Top of Records for this exercise
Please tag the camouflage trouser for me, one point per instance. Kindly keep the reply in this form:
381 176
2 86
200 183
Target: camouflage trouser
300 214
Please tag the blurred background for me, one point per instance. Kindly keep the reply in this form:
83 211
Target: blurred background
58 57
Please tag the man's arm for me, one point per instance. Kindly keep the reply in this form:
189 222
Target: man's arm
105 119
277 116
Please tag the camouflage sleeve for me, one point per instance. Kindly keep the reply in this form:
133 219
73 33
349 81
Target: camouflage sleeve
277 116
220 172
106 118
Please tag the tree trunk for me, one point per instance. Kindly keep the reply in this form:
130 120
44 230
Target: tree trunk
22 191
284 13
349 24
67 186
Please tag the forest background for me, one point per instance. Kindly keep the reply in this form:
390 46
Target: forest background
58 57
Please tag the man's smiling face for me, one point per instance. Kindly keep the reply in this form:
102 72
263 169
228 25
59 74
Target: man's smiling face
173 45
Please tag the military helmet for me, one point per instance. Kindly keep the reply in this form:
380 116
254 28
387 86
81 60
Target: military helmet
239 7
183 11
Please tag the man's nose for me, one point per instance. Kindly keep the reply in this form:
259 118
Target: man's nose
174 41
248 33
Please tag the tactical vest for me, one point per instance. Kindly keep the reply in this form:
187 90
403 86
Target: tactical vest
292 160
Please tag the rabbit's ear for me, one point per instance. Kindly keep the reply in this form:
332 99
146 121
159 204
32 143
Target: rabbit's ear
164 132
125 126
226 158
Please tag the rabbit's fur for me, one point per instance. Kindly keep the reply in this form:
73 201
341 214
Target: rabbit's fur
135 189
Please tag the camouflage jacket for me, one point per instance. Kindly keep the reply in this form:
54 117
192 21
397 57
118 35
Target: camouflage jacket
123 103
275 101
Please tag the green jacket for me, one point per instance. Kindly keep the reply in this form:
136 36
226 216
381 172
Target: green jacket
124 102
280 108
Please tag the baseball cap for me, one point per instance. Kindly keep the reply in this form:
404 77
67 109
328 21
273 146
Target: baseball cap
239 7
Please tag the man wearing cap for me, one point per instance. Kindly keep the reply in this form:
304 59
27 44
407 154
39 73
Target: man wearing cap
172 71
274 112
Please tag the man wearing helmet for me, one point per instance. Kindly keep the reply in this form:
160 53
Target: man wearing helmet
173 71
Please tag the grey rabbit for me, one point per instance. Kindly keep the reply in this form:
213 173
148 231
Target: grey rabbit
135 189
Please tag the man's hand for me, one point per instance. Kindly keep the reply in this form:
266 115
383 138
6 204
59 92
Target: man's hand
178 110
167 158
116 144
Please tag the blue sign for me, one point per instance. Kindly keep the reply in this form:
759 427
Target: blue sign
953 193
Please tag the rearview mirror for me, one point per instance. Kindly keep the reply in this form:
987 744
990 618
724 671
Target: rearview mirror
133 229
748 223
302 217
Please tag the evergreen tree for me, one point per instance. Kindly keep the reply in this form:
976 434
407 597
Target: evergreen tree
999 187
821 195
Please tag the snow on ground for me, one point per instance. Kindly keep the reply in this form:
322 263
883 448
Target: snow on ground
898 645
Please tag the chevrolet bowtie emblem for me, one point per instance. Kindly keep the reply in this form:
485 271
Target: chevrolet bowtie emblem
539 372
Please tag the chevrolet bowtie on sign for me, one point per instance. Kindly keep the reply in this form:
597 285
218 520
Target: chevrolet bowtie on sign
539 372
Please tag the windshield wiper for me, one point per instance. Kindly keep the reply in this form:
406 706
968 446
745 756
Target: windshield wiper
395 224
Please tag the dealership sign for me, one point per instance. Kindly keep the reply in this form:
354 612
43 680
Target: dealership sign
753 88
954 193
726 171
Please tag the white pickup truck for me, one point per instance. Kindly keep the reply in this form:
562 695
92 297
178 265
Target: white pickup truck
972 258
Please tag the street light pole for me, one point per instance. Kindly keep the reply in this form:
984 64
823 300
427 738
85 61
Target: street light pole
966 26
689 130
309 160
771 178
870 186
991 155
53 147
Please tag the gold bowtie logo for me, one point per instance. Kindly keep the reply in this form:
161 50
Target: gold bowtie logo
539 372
Bottom of Records for this exercise
Top of Records for this exercise
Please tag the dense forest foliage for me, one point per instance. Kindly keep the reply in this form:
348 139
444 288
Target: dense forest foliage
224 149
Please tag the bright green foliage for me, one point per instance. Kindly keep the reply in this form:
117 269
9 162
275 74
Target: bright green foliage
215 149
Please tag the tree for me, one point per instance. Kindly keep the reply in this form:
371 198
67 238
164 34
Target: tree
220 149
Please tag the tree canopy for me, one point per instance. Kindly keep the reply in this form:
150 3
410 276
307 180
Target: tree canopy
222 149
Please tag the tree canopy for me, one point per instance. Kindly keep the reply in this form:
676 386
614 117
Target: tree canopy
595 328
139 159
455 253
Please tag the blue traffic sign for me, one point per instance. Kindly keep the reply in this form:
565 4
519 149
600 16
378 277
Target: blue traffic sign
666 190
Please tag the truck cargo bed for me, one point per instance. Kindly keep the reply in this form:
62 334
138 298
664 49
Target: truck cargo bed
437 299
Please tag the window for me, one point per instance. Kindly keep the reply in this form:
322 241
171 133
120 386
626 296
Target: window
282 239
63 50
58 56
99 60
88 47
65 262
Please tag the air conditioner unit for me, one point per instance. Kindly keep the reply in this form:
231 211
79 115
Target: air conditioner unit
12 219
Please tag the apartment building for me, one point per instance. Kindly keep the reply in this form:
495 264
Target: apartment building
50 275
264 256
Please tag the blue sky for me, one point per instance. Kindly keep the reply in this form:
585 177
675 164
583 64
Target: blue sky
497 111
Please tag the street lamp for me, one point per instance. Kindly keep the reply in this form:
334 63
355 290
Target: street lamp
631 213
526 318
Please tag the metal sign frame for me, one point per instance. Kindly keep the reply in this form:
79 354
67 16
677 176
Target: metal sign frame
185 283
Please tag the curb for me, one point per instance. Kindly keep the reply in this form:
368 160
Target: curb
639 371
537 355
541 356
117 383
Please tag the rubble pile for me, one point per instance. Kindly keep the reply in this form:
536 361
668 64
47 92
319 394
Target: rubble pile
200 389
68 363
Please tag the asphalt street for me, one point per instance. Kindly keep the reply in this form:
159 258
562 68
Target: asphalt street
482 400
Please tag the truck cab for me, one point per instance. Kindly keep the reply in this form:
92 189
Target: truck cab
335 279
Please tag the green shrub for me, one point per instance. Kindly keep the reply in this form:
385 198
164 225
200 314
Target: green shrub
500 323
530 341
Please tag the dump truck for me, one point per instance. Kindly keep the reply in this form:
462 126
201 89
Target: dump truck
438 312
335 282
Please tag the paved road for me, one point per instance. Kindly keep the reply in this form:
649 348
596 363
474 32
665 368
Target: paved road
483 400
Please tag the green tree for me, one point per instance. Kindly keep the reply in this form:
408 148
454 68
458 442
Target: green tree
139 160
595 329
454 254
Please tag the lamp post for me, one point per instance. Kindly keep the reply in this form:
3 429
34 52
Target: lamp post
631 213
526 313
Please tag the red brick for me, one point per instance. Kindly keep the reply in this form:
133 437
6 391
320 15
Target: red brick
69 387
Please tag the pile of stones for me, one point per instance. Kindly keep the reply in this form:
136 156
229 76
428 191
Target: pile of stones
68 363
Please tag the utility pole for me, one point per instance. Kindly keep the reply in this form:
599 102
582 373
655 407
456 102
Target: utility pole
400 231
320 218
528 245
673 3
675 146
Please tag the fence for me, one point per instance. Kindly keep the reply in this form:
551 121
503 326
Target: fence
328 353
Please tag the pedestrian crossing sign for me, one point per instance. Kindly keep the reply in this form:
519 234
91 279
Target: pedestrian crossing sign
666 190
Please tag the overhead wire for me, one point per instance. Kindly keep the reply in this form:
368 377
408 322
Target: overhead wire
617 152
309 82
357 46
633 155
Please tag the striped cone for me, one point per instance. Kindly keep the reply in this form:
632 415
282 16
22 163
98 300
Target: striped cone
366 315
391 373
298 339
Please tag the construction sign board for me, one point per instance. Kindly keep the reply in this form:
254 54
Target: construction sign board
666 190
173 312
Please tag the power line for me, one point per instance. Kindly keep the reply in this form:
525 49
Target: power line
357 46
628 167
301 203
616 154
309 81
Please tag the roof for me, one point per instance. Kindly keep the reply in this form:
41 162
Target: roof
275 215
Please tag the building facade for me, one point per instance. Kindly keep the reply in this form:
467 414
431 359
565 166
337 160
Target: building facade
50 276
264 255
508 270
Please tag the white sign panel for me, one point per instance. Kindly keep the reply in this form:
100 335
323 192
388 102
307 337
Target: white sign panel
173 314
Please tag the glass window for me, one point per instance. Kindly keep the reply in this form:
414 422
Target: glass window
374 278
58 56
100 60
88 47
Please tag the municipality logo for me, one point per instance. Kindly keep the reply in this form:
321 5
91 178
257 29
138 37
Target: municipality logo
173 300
Bottom of Records for this exercise
Top of Records for this exercise
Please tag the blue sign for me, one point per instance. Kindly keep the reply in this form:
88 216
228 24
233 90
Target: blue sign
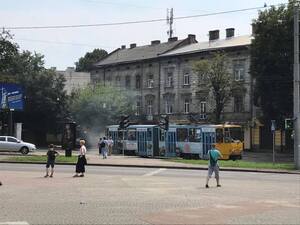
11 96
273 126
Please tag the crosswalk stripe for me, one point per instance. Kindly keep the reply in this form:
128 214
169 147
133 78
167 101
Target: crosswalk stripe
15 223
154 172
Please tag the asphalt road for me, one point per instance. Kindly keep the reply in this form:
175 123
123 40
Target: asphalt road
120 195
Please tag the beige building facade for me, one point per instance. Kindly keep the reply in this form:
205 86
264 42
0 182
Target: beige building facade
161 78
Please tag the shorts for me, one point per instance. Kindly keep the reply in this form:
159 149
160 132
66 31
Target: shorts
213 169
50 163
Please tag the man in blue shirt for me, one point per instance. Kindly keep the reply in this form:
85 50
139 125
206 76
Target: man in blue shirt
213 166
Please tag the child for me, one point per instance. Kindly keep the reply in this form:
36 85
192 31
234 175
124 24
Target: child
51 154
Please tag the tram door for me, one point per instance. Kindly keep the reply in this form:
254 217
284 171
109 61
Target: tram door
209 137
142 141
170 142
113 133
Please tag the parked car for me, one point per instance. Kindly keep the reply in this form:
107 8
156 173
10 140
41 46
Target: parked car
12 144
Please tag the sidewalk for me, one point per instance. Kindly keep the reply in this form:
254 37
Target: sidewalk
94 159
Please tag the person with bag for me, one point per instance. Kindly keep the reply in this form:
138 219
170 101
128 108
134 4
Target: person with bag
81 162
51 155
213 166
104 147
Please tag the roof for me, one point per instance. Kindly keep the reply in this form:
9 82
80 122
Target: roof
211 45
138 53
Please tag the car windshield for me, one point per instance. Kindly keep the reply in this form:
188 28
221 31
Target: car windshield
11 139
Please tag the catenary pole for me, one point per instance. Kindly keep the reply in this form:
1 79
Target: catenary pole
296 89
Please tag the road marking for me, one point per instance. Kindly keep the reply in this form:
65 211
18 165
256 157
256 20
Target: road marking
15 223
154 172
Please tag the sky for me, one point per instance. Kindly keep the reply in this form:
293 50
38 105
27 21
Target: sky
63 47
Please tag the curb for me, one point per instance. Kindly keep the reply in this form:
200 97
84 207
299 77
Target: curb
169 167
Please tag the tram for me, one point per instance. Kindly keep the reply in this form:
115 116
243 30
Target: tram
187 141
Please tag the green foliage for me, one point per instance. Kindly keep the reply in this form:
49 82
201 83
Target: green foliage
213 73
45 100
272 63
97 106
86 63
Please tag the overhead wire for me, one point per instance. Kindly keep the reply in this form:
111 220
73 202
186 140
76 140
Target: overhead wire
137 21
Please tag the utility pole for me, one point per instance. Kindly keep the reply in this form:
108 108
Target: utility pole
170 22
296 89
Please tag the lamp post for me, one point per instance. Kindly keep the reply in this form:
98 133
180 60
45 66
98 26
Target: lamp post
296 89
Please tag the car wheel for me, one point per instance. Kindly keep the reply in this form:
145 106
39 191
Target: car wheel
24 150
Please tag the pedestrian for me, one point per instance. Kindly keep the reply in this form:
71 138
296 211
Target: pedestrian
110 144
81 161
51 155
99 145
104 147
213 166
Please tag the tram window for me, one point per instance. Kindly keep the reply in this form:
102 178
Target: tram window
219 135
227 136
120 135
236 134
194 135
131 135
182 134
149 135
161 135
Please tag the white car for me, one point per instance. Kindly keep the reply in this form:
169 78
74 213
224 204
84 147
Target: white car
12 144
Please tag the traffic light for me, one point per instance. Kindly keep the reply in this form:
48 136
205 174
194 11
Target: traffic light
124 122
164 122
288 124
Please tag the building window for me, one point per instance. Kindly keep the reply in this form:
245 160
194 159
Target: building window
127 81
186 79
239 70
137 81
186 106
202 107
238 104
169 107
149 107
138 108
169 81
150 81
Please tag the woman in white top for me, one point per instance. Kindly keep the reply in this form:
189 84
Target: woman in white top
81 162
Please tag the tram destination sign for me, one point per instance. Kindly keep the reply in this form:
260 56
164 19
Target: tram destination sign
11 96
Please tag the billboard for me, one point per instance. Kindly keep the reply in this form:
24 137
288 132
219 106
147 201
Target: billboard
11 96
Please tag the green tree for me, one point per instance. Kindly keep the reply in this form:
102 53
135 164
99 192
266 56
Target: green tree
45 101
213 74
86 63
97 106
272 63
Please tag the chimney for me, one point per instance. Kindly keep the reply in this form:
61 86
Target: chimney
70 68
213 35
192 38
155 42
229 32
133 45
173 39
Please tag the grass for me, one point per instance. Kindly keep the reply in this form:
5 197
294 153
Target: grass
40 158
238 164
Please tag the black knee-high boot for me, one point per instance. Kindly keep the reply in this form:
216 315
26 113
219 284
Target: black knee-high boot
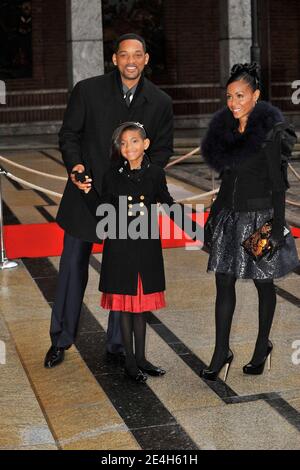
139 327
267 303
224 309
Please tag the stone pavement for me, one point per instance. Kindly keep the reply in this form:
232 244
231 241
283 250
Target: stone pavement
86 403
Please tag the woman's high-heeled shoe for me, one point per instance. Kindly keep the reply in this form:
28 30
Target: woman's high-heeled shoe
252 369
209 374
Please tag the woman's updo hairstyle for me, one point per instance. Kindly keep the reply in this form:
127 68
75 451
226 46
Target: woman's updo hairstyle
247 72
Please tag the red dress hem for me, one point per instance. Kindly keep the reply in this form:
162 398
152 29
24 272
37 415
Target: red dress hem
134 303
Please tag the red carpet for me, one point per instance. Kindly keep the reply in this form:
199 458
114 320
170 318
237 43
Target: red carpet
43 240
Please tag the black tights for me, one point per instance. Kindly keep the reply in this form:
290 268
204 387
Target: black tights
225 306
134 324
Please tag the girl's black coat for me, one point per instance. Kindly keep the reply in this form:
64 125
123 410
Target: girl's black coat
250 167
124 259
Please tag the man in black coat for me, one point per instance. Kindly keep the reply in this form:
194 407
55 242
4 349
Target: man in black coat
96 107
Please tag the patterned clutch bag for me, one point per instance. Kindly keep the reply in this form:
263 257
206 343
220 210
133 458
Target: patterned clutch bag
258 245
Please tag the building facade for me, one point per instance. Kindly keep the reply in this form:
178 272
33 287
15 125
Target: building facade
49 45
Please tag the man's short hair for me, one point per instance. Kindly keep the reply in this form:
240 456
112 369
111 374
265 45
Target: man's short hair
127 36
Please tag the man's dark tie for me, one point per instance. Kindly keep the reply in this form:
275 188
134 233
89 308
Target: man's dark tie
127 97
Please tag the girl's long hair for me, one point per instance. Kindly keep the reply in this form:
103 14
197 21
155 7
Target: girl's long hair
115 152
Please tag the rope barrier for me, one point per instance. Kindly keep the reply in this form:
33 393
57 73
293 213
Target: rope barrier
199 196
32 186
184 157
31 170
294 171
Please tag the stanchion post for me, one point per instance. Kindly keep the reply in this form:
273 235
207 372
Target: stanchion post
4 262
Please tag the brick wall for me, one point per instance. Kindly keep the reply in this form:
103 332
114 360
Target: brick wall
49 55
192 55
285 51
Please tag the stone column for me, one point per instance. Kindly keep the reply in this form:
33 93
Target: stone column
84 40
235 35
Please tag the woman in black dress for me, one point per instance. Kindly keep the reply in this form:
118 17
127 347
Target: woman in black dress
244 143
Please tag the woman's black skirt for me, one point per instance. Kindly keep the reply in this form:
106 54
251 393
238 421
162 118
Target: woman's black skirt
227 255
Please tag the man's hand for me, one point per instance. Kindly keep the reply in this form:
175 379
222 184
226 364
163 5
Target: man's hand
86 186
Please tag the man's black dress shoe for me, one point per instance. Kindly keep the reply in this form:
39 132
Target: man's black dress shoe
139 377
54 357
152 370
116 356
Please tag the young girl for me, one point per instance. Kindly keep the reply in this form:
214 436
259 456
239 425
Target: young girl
Bottom of Records for this exercise
## Aim of the task
Among the entries, count the lines that hold "young". Reply with the count only.

## Task solution
2